--- Source extract ---

More interesting to me was that my mode of transportation was to be by Trailways bus! Excuse me? No roadtrip with mom and dad behind the wheel??? Oh. My. God. I was elated. And so scared I felt it in my balls.
I can remember surrendering my suitcase to the bottom
of this monstrosity, and having to manhandle my guitar
on board and overhead. 
Mom took me down to the bus station and we bought a roundtrip ticket from Huntington, WV to Greenville, SC. The trip down sucked. The bus was on a milk route. Meaning...it stopped at every damn crossroads between WV and SC. The 330-odd mile trip took nearly 24 hours. The worst part was that we didn't drive over the West Virginia Turnpike (back then the WV Turnpike was said to control the excess population of WV so maybe it was better we detoured around it). However, the "nearly parallel" road was far worse. Barely two lanes wide, and having no improvements like wide turns, it was a sea sick nightmare, though I did manage to avoid throwing up. Unlike several others on this train wreck of a bus ride. Most of them made it to the toilet located in the right rear of the coach. Note I said "most". Ugh. Route 16 in West Virginia should be demolished. Actually, now that the West Virginia Turnpike has been upgraded to almost-Interstate-grade, it is used by the few buses that traverse the state. It has to be easier riding. And driving. And far less sickness inducing.

--- Raw records ---

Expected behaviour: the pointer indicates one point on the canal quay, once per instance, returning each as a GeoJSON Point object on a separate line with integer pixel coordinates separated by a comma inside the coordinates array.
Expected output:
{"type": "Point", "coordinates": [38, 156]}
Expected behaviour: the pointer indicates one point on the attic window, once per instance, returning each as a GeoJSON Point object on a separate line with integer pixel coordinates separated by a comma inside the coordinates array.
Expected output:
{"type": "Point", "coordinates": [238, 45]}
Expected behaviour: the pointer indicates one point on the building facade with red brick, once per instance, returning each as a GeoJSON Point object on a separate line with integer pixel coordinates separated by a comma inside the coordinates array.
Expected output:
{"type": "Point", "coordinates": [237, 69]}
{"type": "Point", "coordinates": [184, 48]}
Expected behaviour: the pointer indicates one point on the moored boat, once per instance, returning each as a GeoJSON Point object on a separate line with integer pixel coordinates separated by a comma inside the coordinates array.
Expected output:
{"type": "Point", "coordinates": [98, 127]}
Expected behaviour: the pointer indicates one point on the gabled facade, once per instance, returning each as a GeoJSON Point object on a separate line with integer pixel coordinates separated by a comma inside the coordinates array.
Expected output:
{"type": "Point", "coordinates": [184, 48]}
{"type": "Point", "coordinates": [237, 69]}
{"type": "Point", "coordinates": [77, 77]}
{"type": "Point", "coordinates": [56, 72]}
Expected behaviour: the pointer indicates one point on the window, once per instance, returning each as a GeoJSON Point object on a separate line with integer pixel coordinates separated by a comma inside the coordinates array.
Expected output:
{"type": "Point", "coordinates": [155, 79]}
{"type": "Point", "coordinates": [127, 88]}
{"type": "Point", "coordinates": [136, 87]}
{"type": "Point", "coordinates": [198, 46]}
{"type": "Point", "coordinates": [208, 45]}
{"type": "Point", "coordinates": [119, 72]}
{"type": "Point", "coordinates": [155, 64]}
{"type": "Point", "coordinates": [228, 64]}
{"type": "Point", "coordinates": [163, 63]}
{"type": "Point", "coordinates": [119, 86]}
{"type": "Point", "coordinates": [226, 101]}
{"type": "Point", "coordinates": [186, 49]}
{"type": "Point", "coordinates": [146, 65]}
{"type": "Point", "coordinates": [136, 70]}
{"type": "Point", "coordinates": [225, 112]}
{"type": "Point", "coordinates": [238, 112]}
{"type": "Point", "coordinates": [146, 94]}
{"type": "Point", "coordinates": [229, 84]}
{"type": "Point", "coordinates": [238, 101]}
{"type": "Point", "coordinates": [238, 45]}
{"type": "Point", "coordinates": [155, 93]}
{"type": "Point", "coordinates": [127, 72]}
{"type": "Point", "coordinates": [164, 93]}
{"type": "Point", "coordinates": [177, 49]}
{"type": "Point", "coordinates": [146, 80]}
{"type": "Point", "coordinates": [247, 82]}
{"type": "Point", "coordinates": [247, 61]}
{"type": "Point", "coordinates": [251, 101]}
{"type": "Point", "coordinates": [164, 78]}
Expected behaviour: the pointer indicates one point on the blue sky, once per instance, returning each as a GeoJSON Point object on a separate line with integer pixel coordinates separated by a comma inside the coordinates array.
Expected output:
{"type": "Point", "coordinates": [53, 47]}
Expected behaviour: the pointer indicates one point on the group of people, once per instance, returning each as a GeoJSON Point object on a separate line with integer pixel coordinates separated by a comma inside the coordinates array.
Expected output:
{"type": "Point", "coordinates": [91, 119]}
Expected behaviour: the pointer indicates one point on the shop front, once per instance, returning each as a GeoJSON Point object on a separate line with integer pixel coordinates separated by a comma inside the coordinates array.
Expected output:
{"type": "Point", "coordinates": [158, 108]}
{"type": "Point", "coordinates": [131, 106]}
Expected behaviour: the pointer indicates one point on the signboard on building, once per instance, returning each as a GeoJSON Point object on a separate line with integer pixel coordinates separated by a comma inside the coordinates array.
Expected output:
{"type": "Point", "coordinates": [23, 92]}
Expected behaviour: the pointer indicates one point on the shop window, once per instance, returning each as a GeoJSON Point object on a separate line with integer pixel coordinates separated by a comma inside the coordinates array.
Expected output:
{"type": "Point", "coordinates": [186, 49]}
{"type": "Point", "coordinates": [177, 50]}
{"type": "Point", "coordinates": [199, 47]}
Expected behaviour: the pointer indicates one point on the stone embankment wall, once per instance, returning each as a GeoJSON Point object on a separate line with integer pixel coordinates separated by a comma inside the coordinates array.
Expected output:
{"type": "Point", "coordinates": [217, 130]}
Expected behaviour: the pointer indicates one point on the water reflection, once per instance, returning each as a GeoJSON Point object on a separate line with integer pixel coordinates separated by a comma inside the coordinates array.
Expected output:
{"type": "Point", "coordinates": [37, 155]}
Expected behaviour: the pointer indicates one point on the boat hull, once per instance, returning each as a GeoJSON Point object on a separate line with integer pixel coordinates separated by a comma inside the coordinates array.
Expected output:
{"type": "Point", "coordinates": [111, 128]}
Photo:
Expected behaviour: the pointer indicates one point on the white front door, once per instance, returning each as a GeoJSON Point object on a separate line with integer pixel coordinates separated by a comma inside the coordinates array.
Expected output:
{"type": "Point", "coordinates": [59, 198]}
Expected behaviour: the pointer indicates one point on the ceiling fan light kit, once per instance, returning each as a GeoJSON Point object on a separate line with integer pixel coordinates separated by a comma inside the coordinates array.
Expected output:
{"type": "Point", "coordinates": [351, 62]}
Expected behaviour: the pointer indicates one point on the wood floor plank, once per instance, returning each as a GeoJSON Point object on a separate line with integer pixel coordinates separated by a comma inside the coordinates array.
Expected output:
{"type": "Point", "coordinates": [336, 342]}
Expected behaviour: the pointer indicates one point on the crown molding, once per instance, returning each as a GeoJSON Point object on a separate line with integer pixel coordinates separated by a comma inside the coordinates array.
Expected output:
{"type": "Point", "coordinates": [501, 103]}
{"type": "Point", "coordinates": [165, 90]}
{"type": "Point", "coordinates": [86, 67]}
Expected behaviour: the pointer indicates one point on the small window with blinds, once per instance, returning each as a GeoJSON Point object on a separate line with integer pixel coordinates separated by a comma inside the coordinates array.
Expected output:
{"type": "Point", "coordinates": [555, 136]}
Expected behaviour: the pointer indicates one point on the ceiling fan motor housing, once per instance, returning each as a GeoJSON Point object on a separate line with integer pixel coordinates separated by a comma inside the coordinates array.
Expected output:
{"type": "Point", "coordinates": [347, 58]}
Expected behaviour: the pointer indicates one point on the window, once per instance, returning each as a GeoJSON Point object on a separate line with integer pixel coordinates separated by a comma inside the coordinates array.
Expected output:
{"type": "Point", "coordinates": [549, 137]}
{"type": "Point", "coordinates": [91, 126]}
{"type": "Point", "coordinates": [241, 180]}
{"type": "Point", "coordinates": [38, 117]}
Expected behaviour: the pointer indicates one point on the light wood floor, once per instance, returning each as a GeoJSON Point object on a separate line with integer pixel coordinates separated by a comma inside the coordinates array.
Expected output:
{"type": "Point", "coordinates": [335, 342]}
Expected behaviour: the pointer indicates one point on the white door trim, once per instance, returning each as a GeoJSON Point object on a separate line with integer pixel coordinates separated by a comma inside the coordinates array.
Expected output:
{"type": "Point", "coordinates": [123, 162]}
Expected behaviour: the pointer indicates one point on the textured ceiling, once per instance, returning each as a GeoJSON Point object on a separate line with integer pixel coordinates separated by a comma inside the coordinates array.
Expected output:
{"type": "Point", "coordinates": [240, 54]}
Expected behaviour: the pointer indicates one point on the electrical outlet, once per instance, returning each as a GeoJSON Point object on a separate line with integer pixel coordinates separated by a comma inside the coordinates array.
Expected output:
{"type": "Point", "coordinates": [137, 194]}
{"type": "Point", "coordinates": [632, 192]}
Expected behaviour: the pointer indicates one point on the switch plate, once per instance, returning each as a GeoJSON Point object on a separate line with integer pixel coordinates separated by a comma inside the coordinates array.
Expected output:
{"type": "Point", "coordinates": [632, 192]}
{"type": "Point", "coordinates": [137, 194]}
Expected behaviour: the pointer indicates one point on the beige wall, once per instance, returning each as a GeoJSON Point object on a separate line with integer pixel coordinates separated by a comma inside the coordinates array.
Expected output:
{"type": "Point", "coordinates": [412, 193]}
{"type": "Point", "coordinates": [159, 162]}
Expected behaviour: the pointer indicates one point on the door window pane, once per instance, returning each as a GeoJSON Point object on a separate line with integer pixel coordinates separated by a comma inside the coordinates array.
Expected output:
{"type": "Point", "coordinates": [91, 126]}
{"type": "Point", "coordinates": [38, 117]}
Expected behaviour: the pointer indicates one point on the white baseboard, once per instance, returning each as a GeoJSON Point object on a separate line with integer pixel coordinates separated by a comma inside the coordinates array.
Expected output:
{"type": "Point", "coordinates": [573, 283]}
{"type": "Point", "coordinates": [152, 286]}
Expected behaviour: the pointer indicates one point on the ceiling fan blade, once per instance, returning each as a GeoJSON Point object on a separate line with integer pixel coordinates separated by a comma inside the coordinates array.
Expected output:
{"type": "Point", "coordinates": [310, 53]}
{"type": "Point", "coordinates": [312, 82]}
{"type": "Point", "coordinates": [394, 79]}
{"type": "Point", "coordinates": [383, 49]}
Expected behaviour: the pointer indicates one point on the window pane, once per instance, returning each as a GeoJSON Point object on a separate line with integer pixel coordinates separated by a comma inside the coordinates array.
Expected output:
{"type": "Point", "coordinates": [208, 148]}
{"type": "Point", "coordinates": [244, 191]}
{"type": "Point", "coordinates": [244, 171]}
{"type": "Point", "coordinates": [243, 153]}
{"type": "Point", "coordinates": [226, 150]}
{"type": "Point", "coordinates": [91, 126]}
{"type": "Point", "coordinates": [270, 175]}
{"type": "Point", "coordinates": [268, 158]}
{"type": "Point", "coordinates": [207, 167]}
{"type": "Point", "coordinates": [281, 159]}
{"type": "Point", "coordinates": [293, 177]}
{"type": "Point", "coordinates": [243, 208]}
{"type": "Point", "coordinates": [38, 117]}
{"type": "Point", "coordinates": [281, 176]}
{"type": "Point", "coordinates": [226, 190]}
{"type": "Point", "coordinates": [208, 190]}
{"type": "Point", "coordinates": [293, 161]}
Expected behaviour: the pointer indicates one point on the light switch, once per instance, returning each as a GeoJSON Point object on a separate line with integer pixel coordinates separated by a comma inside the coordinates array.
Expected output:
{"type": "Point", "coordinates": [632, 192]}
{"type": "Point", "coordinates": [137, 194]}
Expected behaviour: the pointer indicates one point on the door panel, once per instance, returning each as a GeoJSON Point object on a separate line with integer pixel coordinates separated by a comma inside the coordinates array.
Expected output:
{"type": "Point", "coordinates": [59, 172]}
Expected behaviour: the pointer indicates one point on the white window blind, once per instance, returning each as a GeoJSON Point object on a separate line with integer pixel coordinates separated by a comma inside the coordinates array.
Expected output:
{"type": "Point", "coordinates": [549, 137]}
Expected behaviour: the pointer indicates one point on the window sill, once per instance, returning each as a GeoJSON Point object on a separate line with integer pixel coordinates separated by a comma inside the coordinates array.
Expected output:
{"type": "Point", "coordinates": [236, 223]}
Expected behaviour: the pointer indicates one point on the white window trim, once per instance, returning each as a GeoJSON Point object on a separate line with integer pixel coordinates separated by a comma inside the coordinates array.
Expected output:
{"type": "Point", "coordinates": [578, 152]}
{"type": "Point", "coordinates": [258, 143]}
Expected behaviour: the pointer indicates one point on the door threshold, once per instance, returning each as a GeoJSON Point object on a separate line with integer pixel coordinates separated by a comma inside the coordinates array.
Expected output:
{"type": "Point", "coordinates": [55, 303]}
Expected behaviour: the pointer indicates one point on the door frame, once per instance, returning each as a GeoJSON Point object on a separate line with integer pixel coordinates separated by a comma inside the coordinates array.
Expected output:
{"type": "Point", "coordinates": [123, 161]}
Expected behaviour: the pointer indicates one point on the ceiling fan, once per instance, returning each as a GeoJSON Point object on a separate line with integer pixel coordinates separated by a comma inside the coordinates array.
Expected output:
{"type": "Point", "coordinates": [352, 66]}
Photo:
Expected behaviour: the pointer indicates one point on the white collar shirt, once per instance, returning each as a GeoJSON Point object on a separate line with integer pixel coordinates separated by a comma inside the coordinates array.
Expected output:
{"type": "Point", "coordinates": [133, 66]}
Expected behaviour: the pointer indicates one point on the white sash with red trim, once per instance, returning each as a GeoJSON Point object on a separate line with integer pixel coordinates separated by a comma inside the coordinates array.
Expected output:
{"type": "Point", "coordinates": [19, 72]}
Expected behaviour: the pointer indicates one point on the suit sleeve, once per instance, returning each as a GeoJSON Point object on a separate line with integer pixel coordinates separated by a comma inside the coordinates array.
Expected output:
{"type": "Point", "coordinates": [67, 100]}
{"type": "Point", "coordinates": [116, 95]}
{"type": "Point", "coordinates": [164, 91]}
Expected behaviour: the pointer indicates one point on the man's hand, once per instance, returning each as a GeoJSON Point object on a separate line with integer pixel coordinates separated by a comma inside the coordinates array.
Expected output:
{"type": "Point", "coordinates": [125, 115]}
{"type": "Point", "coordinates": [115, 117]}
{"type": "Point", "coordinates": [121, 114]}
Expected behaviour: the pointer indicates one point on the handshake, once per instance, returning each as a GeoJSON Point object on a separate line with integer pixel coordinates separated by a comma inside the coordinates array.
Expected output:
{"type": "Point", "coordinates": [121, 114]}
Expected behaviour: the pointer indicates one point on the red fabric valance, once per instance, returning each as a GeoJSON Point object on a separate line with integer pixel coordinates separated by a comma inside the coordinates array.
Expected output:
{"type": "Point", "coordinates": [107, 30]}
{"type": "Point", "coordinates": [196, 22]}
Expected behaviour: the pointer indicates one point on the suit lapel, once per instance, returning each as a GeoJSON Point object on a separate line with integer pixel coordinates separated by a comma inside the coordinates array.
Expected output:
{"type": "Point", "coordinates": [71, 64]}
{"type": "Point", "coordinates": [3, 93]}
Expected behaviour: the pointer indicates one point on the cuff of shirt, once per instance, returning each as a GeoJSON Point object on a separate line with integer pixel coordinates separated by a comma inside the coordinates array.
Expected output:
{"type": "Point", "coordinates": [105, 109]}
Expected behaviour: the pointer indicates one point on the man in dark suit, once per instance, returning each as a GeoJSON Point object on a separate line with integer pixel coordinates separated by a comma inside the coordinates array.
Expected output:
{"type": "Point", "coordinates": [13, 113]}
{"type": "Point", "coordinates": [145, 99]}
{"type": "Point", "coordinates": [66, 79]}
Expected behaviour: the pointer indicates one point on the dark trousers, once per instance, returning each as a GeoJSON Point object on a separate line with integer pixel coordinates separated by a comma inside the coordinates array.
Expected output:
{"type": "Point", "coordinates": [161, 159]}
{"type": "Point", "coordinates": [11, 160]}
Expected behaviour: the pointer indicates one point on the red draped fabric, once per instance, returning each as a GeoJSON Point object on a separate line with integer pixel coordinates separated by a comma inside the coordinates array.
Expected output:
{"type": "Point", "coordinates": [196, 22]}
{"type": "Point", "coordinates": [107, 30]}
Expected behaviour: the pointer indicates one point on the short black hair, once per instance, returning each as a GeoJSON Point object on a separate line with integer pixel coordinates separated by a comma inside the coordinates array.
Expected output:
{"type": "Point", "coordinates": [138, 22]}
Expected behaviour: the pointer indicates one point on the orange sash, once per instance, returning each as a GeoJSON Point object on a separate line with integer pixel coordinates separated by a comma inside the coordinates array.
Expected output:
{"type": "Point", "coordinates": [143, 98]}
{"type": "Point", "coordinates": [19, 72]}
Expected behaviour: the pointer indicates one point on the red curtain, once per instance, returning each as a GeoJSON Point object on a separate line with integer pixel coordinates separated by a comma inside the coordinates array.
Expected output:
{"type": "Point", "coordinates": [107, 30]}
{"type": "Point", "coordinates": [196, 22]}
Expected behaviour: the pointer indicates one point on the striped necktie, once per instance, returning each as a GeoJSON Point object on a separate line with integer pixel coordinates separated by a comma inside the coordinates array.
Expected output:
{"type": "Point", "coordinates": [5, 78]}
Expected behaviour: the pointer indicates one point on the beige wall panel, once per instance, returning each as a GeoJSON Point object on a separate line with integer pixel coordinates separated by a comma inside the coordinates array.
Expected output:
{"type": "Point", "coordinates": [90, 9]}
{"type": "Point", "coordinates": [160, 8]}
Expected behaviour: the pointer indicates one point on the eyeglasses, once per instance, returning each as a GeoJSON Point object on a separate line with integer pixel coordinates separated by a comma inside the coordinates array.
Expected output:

---

Short exercise A =>
Answer these about the bus trip account, one per line:
(i) Which bus line carried the writer?
(ii) Between which two cities was the roundtrip ticket bought?
(iii) About how long did the 330-odd mile trip take?
Short exercise B =>
Reproduce the part of the bus trip account starting at "More interesting to" and ending at "board and overhead.".
Short exercise C =>
Carry on the account of the Trailways bus trip with the next few paragraphs.

Final result A =>
(i) Trailways
(ii) Huntington, WV and Greenville, SC
(iii) Nearly 24 hours

Final result B =>
More interesting to me was that my mode of transportation was to be by Trailways bus! Excuse me? No roadtrip with mom and dad behind the wheel??? Oh. My. God. I was elated. And so scared I felt it in my balls.
I can remember surrendering my suitcase to the bottom
of this monstrosity, and having to manhandle my guitar
on board and overhead.

Final result C =>
Mom had arranged for a ride from the bus station to the university campus. I honestly don't remember how I got from the station to the campus, but I do remember having to drag my stuff what felt like halfway across the damn state to my dormitory. This stuff included clothes and my guitar. My roommate was a cool dude, and we hit it off immediately. Saturday night was an introduction to the week. We'd have various music classes in the mornings, then some lunchtime/early afternoon down time, then 3 to 5 hours of intensive rehearsal of the musical. (If you didn't start the YouTube playlist at the top, here it is again so you'll know what we were up against. We had a band, but in the recording the parts played by the orchestra were covered by the organ and band.) In the evenings there were social activities, more rehearsals, and bedtime. The next day, we'd get back at it. It was intense, to say the least, but I was loving every second of it. I had a classical guitar class. Totally awesome. Voice class. Music theory. Then the mass rehearsals. There were about 200 of us. Professional actors provided what you hear as the narration in the playlist. Soloists were selected from our midst. Our guitar class played our guitars for several pieces.

I just got to the Lord's Prayer part. Pardon me while I pray.
"Our Father, which art in heaven,
Hallowed be thy Name.
Thy Kingdom come.
Thy will be done on earth,
As it is in heaven.
Give us this day our daily bread.
And forgive us our trespasses,
As we forgive those that trespass against us.
And lead us not into temptation,
But deliver us from evil.
For thine is the kingdom,
The power, and the glory,
For ever and ever.
Amen.
"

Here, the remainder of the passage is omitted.